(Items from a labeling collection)
---------------
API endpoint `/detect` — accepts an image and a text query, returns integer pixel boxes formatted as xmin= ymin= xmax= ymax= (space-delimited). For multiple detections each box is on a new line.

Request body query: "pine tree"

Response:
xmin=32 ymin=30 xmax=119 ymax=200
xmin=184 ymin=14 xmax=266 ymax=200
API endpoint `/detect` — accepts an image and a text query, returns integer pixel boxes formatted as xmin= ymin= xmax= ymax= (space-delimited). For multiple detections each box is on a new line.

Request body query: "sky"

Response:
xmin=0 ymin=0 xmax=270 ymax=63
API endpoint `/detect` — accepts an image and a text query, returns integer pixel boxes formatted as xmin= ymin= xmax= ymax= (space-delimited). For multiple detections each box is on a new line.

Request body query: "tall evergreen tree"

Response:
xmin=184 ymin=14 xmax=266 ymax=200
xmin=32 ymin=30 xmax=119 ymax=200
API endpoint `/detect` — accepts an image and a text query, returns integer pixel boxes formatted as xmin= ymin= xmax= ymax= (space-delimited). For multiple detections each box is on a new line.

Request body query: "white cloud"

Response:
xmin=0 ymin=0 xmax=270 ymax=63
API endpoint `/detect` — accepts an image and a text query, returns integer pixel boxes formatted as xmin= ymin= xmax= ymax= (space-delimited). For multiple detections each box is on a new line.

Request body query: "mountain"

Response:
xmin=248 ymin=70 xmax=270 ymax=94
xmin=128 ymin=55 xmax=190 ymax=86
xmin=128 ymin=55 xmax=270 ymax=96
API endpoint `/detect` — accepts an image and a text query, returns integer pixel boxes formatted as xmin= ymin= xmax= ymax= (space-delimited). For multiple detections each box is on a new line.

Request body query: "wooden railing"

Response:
---------------
• [OBJECTIVE] Please count the lines of the material above that contain the string "body", and reply with the number alone.

• [ANSWER TO THIS PROBLEM] 6